### Work to do
Transcribe verbatim the lines of the entries below, starting with the line that contains "form: x=387 y=188." and continuing through the line that contains "x=227 y=336", including both of those lines.

### Record set
+++

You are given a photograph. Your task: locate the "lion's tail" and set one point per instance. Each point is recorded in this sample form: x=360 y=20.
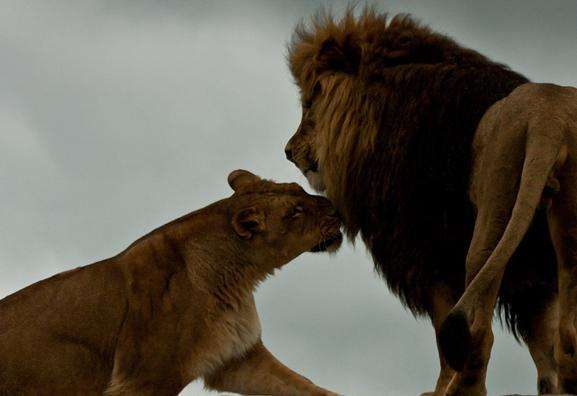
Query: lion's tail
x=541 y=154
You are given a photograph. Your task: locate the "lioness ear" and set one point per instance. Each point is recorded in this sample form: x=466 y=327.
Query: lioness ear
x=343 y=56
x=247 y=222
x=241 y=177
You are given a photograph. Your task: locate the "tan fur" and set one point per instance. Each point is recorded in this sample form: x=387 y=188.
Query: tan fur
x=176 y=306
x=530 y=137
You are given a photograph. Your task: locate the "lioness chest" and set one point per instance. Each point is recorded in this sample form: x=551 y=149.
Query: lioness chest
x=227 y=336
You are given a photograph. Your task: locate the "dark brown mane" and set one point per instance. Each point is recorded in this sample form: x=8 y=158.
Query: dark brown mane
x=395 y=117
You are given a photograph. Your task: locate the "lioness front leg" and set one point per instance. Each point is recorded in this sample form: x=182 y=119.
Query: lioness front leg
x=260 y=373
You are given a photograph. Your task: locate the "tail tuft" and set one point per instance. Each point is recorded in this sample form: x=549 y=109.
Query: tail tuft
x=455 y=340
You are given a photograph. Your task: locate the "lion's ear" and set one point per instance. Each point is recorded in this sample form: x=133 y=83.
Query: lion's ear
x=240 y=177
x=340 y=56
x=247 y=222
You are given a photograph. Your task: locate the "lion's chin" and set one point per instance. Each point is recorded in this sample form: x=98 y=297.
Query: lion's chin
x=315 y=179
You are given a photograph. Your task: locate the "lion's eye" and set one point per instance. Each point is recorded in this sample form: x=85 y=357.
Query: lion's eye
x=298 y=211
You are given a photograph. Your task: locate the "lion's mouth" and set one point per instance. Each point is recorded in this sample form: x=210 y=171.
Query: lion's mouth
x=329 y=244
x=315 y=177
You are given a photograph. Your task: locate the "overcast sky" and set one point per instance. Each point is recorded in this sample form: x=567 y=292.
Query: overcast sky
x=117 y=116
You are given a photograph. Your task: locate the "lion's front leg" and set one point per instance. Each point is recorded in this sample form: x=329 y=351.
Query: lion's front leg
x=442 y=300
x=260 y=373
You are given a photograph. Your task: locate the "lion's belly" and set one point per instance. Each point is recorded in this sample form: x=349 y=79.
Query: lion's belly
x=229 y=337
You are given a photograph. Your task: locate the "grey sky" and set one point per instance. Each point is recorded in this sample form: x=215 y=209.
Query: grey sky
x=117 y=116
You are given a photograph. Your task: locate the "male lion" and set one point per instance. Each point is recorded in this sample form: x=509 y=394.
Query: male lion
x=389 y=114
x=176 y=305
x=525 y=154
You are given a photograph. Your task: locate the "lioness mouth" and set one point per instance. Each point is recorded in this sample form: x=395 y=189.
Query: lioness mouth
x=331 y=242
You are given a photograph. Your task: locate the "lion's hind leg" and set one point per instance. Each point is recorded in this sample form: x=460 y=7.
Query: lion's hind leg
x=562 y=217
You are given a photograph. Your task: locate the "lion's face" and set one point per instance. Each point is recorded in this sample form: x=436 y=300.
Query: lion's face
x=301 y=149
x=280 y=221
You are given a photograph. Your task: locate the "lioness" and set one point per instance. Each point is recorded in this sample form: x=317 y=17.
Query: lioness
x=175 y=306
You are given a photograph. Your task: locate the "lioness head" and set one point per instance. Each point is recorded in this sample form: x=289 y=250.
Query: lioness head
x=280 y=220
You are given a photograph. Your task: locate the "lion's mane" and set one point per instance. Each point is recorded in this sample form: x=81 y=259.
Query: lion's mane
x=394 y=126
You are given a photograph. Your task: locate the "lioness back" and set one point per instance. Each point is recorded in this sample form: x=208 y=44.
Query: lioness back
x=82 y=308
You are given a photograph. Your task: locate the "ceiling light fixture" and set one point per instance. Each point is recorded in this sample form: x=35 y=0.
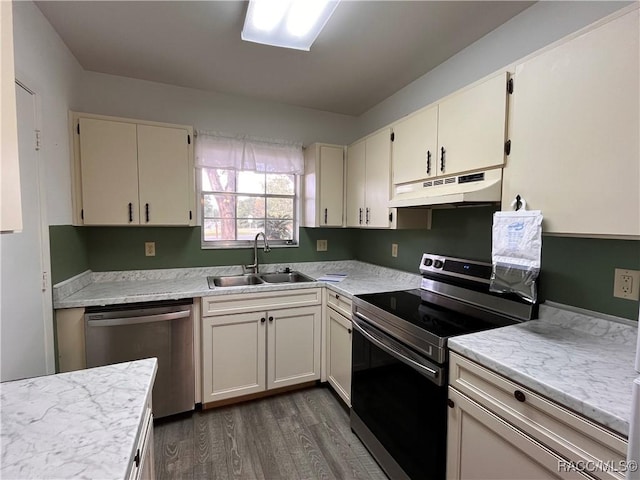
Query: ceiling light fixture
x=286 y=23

+++

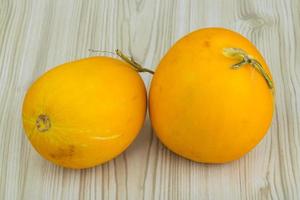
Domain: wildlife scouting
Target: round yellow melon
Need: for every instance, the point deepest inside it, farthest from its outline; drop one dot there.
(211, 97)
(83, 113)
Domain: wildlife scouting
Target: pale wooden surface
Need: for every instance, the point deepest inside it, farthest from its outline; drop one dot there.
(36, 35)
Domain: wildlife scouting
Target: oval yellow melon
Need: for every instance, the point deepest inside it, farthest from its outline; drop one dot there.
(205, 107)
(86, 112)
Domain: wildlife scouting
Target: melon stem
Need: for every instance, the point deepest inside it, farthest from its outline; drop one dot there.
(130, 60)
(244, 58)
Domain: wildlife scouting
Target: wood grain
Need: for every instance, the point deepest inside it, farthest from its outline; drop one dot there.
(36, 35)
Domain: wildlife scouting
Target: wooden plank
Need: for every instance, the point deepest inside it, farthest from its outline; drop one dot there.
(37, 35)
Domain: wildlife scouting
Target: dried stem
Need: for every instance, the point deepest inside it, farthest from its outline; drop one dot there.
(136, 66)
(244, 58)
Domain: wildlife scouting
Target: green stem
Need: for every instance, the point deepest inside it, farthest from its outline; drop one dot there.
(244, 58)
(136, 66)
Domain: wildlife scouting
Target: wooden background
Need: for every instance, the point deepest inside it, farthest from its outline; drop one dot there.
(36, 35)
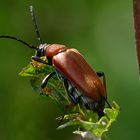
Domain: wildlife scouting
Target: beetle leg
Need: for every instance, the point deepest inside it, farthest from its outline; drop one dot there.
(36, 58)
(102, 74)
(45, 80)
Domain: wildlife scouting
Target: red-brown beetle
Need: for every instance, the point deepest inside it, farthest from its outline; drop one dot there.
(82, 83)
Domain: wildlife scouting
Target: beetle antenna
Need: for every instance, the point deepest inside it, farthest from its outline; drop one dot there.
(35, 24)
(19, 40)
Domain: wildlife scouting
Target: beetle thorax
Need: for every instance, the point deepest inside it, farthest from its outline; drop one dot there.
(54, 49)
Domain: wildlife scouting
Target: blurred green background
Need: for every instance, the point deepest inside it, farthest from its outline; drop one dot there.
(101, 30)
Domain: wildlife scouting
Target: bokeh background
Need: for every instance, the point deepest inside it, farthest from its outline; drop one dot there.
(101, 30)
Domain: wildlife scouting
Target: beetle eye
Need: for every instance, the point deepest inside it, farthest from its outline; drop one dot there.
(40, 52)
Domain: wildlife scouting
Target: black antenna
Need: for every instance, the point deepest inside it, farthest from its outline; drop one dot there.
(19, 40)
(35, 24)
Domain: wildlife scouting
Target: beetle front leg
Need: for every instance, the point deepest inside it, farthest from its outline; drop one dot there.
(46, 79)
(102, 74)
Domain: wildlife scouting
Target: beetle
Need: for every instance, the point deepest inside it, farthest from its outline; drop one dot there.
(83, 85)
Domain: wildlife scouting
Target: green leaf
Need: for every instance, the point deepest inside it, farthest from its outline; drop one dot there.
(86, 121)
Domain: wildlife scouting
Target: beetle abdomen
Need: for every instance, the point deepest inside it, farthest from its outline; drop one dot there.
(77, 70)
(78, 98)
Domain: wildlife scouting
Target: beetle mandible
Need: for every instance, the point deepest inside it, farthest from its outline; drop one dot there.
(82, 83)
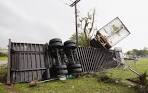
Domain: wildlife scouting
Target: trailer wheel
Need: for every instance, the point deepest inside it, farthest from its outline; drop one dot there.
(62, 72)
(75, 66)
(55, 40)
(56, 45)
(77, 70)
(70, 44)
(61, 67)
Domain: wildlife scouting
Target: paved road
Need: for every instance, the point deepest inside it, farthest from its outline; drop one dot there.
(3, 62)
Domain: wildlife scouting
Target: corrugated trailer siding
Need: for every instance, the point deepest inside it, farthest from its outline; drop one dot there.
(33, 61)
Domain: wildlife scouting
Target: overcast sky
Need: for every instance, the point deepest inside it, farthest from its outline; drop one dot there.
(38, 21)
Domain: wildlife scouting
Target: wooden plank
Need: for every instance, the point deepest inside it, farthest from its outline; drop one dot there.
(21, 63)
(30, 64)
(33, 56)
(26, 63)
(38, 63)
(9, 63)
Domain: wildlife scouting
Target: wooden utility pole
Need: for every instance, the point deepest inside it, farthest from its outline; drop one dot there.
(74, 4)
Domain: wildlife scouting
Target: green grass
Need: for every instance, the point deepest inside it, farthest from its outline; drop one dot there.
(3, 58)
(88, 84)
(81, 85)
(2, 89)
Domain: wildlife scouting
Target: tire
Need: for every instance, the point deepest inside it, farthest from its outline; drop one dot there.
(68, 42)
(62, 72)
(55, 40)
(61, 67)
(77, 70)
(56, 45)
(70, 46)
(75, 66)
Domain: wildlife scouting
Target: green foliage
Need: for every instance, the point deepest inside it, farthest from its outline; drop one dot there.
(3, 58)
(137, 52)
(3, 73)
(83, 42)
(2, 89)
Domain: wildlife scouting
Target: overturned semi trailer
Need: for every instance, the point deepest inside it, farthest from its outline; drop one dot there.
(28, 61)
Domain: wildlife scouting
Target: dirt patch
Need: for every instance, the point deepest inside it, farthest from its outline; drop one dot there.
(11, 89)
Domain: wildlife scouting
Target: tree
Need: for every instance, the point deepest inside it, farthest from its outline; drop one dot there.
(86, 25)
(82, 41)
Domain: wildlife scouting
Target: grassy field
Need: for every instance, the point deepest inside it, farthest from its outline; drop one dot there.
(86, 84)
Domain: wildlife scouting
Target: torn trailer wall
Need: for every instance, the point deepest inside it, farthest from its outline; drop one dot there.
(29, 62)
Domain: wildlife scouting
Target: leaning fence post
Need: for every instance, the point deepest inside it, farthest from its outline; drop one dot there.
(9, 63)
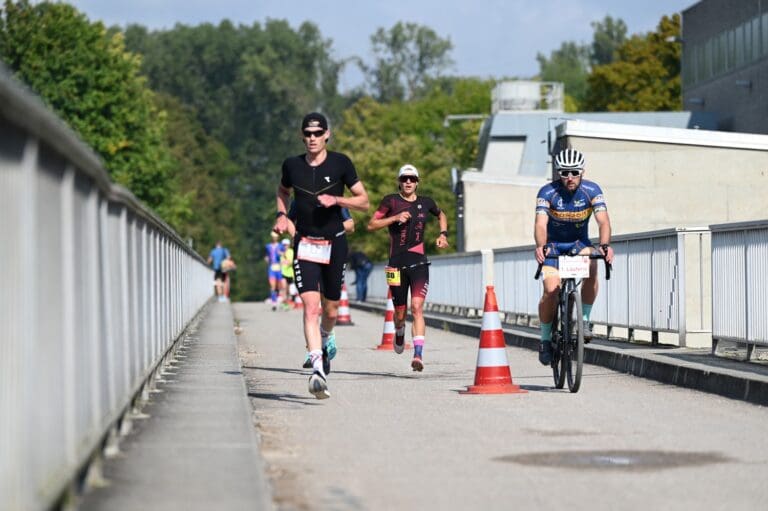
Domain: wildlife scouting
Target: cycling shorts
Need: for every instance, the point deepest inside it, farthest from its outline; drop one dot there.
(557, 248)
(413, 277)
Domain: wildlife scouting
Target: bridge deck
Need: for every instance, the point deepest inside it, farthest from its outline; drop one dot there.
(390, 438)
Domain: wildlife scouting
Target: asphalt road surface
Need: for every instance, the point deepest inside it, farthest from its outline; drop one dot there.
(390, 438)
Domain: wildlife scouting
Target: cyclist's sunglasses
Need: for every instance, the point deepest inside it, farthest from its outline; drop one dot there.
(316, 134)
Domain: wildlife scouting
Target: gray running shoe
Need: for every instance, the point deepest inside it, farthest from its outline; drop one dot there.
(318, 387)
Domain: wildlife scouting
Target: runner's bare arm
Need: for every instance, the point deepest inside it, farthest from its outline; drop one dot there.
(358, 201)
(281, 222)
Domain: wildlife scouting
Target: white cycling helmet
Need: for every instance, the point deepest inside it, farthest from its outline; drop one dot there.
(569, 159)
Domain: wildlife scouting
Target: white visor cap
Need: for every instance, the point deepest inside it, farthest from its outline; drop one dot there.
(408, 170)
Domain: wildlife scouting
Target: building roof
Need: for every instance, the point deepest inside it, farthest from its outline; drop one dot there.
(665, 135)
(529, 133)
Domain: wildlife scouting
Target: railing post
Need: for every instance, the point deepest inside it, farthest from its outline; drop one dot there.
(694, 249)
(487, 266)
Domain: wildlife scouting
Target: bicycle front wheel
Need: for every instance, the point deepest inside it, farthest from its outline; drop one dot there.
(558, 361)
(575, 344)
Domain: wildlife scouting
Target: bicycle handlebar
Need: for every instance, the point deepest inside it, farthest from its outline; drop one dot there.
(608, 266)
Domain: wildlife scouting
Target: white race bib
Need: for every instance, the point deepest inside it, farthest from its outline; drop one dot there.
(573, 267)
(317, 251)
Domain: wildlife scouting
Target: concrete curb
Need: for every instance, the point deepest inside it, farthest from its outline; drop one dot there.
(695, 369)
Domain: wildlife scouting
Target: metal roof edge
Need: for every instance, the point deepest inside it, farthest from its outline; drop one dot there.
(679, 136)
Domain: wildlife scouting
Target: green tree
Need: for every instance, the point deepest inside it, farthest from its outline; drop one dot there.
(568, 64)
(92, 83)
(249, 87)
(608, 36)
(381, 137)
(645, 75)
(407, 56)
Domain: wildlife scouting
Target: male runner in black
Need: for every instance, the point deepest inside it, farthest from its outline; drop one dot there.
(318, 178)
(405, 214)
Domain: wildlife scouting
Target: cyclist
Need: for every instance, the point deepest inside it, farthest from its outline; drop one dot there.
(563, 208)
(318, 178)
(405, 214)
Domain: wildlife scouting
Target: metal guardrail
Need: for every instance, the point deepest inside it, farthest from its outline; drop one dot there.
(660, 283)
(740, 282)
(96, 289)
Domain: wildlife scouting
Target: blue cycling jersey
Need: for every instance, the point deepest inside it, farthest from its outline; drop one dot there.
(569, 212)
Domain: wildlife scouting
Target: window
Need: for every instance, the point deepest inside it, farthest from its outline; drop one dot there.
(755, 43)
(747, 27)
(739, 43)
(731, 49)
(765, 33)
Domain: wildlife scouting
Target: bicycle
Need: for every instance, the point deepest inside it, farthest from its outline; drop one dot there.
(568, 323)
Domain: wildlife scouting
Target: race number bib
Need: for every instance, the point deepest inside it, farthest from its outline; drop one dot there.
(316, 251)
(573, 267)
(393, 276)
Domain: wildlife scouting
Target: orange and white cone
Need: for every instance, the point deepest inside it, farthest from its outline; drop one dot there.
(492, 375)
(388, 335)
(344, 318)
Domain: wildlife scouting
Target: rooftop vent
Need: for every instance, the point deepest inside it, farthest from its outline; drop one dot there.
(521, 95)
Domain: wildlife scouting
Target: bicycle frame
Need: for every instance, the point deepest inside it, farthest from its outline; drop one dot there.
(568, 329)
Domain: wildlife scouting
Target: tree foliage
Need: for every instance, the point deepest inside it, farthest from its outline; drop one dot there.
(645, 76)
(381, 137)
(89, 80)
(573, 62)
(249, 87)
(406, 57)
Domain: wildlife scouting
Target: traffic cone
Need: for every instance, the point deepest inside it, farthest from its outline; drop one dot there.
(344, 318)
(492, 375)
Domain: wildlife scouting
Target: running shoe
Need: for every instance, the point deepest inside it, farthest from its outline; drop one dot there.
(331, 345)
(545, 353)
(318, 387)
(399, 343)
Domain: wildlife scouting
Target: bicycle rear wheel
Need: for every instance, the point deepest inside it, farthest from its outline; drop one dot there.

+++

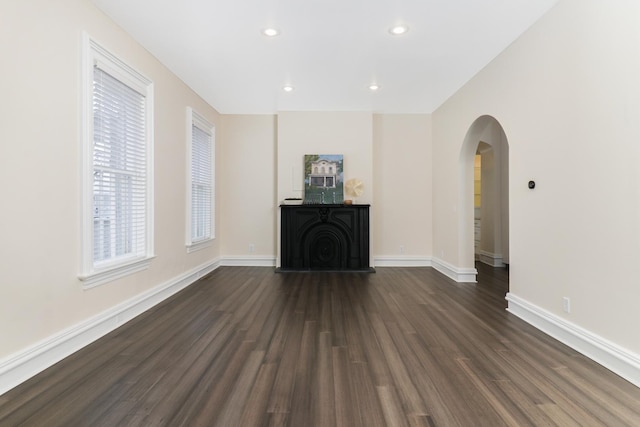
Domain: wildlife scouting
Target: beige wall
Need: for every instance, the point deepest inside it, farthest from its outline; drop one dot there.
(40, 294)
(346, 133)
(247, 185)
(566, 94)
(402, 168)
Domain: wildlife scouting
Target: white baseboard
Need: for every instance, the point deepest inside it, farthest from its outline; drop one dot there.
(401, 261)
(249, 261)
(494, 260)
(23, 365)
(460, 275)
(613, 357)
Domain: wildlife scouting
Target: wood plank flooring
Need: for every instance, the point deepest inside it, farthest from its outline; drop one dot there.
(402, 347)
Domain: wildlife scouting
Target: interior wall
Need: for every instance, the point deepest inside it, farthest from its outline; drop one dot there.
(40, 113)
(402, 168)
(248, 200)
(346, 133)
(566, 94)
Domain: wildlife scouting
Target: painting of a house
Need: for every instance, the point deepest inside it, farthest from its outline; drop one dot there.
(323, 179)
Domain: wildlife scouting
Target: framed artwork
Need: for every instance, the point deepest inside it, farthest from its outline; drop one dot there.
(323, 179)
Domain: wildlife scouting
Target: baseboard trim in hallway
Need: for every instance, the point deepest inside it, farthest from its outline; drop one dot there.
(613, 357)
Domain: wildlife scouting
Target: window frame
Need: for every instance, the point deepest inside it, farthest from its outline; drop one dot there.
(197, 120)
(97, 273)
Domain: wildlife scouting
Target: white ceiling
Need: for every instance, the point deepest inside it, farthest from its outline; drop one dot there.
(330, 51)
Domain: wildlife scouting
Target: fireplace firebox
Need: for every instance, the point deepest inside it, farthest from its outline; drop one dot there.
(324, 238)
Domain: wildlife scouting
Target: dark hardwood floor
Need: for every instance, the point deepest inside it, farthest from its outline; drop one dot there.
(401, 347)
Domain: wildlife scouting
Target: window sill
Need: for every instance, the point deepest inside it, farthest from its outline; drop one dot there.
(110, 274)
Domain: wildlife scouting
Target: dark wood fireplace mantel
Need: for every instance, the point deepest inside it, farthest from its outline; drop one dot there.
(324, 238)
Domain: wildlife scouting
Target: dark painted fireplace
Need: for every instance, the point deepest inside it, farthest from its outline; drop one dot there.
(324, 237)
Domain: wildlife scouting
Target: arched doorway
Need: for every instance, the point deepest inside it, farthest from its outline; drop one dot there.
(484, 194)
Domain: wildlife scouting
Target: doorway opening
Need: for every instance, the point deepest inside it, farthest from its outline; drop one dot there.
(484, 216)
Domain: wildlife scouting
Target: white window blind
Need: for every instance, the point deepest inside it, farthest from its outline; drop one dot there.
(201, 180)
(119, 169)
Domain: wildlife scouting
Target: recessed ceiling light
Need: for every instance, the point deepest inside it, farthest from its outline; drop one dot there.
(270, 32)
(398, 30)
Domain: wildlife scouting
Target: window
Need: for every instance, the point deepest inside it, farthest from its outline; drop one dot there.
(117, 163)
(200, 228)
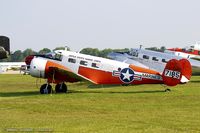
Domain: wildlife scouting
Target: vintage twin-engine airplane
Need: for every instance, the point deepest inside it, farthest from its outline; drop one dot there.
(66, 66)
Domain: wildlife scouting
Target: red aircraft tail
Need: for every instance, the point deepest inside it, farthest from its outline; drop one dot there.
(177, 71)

+++

### The completed task
You are given a photograph. Your task: locate the "tan fur" and set one point per instance. Each point is recorded in this sample form: x=387 y=188.
Query: tan fur
x=176 y=306
x=530 y=137
You are given a photograph. Your task: locate the "lioness chest" and set one point per instance. Each point is recorded in this sample form: x=551 y=149.
Query: lioness chest
x=227 y=336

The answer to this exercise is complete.